(Text segment)
# # #
Others have expressed concern about the unilateral statement issued by the Russians on April 8, which says in part that New START “may be effective and viable only in conditions where there is no qualitative or quantitative build-up in the missile defense system capabilities of the United States. Consequently, the extraordinary events referred to in Article XIV of the Treaty also include a build-up in the missile defense capabilities of the United States of America such that it would give rise to a threat to the strategic nuclear force potential of the Russian Federation.” This statement merits several observations.
First, as a unilateral statement rather than as a part of the treaty, this statement has no legal bearing. It should be read merely as a statement of Russian concern.
Second, Russia has the right under the treaty—as does the United States—to withdraw on three months notice for any reason that it determines endangers its supreme interests. Such withdrawal clauses have been an integral part of every U.S.-Soviet or U.S.-Russian strategic nuclear arms agreement. Indeed, the United States invoked the withdrawal clause in December 2001 when it notified Russia of its intent to withdraw from the 1972 Anti-Ballistic Missile (ABM) Treaty.
# # #
(Extracted data)
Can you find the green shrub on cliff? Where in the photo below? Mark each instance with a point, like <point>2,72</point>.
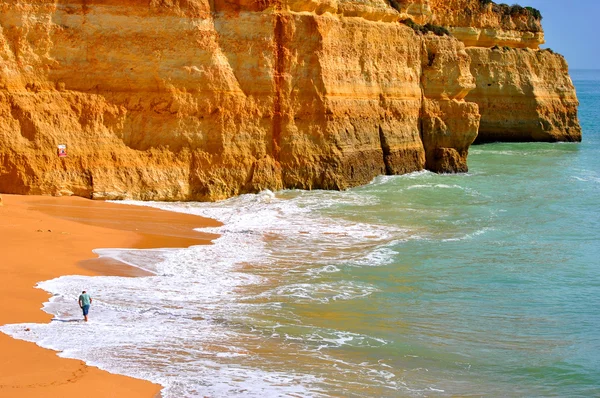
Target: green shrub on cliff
<point>514,10</point>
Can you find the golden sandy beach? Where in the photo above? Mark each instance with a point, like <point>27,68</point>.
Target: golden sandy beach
<point>44,238</point>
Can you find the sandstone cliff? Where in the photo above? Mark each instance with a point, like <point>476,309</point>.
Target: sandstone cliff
<point>205,99</point>
<point>523,94</point>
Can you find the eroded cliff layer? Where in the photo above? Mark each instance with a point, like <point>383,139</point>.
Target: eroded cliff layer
<point>206,99</point>
<point>523,93</point>
<point>179,100</point>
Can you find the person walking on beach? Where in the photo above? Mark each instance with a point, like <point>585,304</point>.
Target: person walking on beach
<point>84,303</point>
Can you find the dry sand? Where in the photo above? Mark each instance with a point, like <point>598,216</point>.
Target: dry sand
<point>43,238</point>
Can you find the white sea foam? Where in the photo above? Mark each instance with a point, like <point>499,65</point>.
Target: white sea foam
<point>193,326</point>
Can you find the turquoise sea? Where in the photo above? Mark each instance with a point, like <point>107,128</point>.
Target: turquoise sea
<point>477,284</point>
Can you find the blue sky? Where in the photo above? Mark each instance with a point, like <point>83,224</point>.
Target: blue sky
<point>572,28</point>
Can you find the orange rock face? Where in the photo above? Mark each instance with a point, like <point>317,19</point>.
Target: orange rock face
<point>203,100</point>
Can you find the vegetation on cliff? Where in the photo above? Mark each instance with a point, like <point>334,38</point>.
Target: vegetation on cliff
<point>424,29</point>
<point>514,10</point>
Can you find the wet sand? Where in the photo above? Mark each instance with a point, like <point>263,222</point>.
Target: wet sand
<point>43,238</point>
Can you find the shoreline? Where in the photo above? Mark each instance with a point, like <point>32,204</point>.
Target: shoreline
<point>47,237</point>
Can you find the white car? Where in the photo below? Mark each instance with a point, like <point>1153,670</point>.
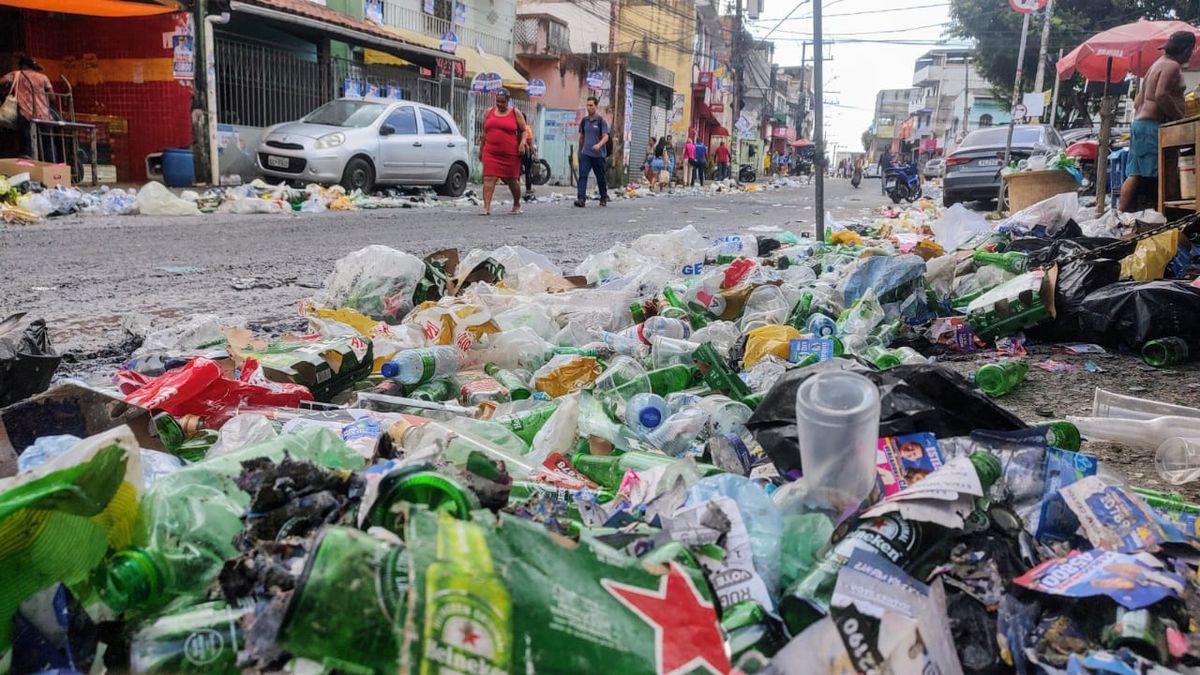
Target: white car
<point>360,143</point>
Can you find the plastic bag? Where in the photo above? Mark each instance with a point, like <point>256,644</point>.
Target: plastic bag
<point>1150,258</point>
<point>154,199</point>
<point>958,226</point>
<point>377,281</point>
<point>27,359</point>
<point>773,339</point>
<point>1133,312</point>
<point>199,388</point>
<point>912,399</point>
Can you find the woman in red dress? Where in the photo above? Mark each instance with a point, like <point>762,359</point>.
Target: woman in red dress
<point>505,135</point>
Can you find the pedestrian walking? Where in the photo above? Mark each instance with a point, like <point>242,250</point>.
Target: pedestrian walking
<point>593,150</point>
<point>723,161</point>
<point>701,162</point>
<point>505,137</point>
<point>33,91</point>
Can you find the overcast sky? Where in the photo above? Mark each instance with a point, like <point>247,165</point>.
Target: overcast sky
<point>858,70</point>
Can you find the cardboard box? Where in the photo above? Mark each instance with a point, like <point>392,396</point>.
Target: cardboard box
<point>43,172</point>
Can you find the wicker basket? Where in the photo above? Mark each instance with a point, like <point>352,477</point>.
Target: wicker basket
<point>1029,187</point>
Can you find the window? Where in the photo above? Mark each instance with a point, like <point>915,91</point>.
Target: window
<point>433,123</point>
<point>403,120</point>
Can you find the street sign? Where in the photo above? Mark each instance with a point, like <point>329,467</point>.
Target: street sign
<point>1026,6</point>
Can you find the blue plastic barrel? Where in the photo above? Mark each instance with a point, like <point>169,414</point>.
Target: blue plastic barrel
<point>177,167</point>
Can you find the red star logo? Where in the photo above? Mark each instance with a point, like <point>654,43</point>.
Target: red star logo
<point>469,637</point>
<point>685,631</point>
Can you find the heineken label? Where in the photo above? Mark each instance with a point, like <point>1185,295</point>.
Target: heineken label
<point>552,605</point>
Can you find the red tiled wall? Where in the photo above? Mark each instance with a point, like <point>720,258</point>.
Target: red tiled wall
<point>156,111</point>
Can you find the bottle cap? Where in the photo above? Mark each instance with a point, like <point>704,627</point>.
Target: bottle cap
<point>649,417</point>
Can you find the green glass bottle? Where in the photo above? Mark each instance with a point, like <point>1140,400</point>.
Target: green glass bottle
<point>1062,435</point>
<point>799,316</point>
<point>468,613</point>
<point>916,547</point>
<point>670,380</point>
<point>519,388</point>
<point>526,424</point>
<point>435,390</point>
<point>1014,262</point>
<point>348,601</point>
<point>1000,378</point>
<point>1164,352</point>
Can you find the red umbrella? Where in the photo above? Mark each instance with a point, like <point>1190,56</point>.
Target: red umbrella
<point>1131,47</point>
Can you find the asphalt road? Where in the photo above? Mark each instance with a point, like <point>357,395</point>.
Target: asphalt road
<point>88,275</point>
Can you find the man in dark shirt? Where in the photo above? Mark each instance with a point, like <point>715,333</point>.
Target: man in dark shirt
<point>593,148</point>
<point>723,161</point>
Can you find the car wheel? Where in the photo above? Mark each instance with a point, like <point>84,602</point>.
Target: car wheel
<point>359,174</point>
<point>456,181</point>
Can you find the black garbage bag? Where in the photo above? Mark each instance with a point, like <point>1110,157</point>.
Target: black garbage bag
<point>912,398</point>
<point>27,359</point>
<point>1075,281</point>
<point>1133,312</point>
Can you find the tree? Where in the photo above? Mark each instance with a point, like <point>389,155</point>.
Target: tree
<point>995,29</point>
<point>868,141</point>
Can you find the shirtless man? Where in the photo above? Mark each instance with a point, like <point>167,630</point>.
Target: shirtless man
<point>1159,99</point>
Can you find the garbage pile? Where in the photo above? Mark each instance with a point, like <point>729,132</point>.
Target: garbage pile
<point>730,455</point>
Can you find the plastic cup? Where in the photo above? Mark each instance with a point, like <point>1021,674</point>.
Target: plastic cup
<point>838,424</point>
<point>1177,460</point>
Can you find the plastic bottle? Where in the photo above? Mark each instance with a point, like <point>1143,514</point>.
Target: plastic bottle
<point>838,420</point>
<point>1013,261</point>
<point>646,412</point>
<point>413,366</point>
<point>519,387</point>
<point>1147,434</point>
<point>607,471</point>
<point>1164,352</point>
<point>1108,404</point>
<point>1000,378</point>
<point>916,547</point>
<point>1177,460</point>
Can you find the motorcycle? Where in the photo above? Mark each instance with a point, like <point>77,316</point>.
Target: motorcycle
<point>903,183</point>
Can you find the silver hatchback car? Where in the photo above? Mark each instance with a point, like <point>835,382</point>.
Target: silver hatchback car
<point>360,143</point>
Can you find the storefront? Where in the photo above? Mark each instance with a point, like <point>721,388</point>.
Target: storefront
<point>123,69</point>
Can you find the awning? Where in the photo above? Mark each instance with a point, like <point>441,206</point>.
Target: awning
<point>478,63</point>
<point>329,22</point>
<point>111,9</point>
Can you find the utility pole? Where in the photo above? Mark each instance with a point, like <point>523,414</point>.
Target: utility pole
<point>819,112</point>
<point>1017,99</point>
<point>617,95</point>
<point>201,149</point>
<point>1039,77</point>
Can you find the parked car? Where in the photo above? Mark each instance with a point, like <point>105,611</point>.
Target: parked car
<point>935,168</point>
<point>972,171</point>
<point>360,143</point>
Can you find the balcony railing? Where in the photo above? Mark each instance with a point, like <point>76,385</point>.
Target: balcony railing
<point>406,18</point>
<point>541,36</point>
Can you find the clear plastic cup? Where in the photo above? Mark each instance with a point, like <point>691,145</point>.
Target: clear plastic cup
<point>1108,404</point>
<point>1177,460</point>
<point>838,425</point>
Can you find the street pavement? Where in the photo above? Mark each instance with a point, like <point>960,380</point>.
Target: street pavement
<point>89,276</point>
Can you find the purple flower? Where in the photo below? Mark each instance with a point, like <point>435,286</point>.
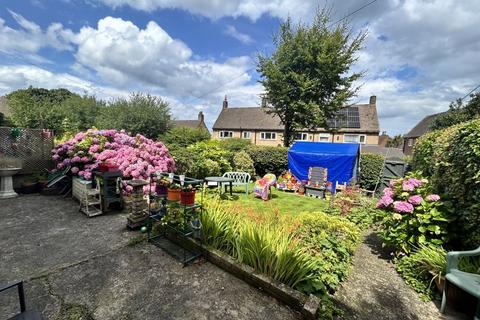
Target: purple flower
<point>407,186</point>
<point>433,197</point>
<point>384,202</point>
<point>415,200</point>
<point>415,182</point>
<point>388,192</point>
<point>402,207</point>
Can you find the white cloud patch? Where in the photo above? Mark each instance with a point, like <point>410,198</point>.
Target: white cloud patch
<point>234,33</point>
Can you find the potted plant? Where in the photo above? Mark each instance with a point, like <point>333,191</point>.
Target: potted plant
<point>161,187</point>
<point>187,195</point>
<point>173,192</point>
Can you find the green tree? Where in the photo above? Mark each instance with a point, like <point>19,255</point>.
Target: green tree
<point>139,113</point>
<point>181,137</point>
<point>458,113</point>
<point>308,77</point>
<point>37,107</point>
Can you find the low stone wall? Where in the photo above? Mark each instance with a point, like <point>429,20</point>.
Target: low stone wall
<point>307,305</point>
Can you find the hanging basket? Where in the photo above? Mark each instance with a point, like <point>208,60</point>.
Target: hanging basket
<point>173,194</point>
<point>187,198</point>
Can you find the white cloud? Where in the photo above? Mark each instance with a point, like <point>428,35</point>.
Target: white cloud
<point>21,76</point>
<point>234,33</point>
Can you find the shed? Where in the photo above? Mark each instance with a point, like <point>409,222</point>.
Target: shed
<point>341,159</point>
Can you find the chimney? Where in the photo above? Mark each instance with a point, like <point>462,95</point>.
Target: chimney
<point>264,102</point>
<point>225,103</point>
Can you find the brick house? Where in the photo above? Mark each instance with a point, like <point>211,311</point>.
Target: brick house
<point>359,123</point>
<point>198,123</point>
<point>419,130</point>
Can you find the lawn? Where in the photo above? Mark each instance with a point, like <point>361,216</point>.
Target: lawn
<point>285,202</point>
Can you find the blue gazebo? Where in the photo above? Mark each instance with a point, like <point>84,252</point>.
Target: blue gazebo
<point>341,159</point>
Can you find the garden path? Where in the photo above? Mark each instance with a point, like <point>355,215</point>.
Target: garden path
<point>374,290</point>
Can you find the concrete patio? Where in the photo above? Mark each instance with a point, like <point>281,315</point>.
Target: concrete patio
<point>78,266</point>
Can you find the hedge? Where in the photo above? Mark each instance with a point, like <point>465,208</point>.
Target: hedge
<point>451,159</point>
<point>371,169</point>
<point>269,159</point>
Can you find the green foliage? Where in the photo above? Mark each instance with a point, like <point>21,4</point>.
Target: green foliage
<point>310,253</point>
<point>395,142</point>
<point>181,137</point>
<point>415,219</point>
<point>203,159</point>
<point>269,159</point>
<point>308,77</point>
<point>371,169</point>
<point>451,158</point>
<point>243,163</point>
<point>139,113</point>
<point>458,113</point>
<point>330,242</point>
<point>234,145</point>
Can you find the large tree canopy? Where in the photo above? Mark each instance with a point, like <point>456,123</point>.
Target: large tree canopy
<point>458,113</point>
<point>308,77</point>
<point>139,113</point>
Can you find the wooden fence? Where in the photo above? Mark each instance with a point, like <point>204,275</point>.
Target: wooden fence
<point>32,147</point>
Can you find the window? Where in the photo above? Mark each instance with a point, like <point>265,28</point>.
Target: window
<point>324,137</point>
<point>226,134</point>
<point>268,135</point>
<point>301,136</point>
<point>355,138</point>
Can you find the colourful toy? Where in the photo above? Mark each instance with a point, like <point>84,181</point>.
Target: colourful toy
<point>262,186</point>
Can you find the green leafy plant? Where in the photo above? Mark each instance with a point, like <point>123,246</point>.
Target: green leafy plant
<point>243,162</point>
<point>371,169</point>
<point>269,159</point>
<point>416,217</point>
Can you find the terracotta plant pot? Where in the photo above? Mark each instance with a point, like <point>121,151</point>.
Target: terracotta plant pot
<point>173,194</point>
<point>161,190</point>
<point>187,198</point>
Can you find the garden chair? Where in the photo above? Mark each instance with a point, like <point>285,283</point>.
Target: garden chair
<point>317,180</point>
<point>468,282</point>
<point>24,313</point>
<point>239,179</point>
<point>262,187</point>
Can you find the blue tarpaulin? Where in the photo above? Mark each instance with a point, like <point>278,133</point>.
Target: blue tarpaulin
<point>341,159</point>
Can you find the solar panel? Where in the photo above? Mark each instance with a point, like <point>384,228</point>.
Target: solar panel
<point>348,117</point>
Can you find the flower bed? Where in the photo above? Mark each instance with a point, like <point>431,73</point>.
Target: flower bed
<point>412,215</point>
<point>137,157</point>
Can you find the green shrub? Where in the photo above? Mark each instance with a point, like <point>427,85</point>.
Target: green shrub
<point>208,159</point>
<point>243,163</point>
<point>451,159</point>
<point>330,241</point>
<point>371,169</point>
<point>181,137</point>
<point>269,159</point>
<point>416,217</point>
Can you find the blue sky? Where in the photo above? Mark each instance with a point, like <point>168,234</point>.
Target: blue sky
<point>419,55</point>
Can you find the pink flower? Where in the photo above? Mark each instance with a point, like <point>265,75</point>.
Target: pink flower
<point>388,192</point>
<point>415,200</point>
<point>407,186</point>
<point>433,197</point>
<point>384,202</point>
<point>402,207</point>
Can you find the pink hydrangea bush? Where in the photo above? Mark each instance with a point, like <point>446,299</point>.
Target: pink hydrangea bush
<point>136,156</point>
<point>412,214</point>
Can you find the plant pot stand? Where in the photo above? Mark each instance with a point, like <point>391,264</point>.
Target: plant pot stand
<point>6,183</point>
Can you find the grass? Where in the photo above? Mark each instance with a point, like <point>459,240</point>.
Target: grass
<point>281,201</point>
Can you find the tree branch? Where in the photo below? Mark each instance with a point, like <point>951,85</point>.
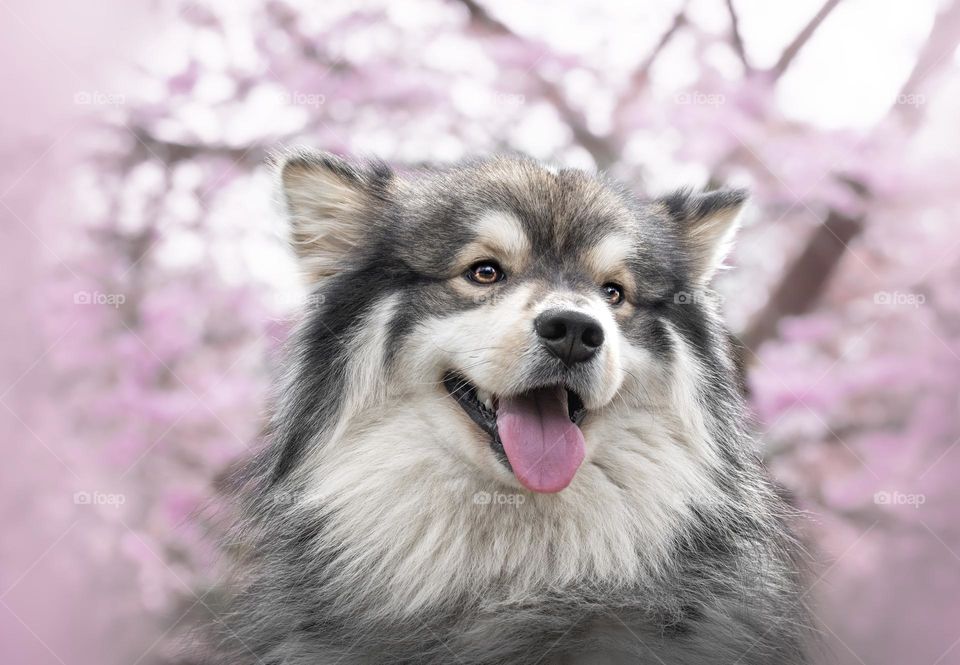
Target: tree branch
# # #
(Exercise requirements)
**A)** Reproduce the part of the entries that opens with the line containing "Can you find the plastic bottle?" and closes with the line containing "<point>903,183</point>", including both of those lines.
**B)** Pick up the New START passage where it stops and keep writing.
The passage on New START and the entries were taken from unrelated sources.

(Answers)
**A)**
Can you find the plastic bottle? Where in the photo above? Mark each instance with a point, like <point>1143,514</point>.
Target: plastic bottle
<point>838,420</point>
<point>1013,261</point>
<point>646,412</point>
<point>413,366</point>
<point>519,387</point>
<point>1147,434</point>
<point>607,471</point>
<point>1164,352</point>
<point>1108,404</point>
<point>1000,378</point>
<point>916,547</point>
<point>1177,460</point>
Can you find the motorcycle? Where in the photo above? Mark each instance with a point, like <point>77,316</point>.
Target: motorcycle
<point>903,183</point>

**B)**
Third, President Medvedev explained the unilateral statement in some detail in an April 9 interview. He said “that formula says there is an interconnection between strategic offensive arms and missile defense. But it’s mentioned there also about circumstances which were the basis [for signature] of that treaty agreed upon by both parties. So, if those circumstances will change, then you would have, we would consider it as the reason to jeopardize the whole agreement. That doesn’t mean that because of that rule, if the American side starts to build up the missile [defense] system, that the treaty would automatically lose its power. … I would like to make sure there is no impression that any change would be a reason to abandon a signed agreement.” The point is that the Russians would not be concerned by any U.S. missile defense developments but by missile developments that would endanger their strategic offensive forces. In those circumstances, they have the option of withdrawing from the treaty. Why is this considered a remarkable point? Were Russian missile defense developments to threaten the U.S. strategic deterrent, Washington presumably would want the option to withdraw from the treaty.
Fourth, Moscow expressed concern about potential U.S. missile defense developments in 1991 and made a similar unilateral statement in conjunction with its signature of the START I Treaty. In fact, the Russians did not withdraw from START I, even after the United States withdrew from the ABM Treaty in 2002 and began deploying ground-based interceptors whose deployment would have been barred by the ABM Treaty. Moscow may hope to use the threat of withdrawal to persuade the United States to scale back its missile defense plans, but that tactic has not worked in the past.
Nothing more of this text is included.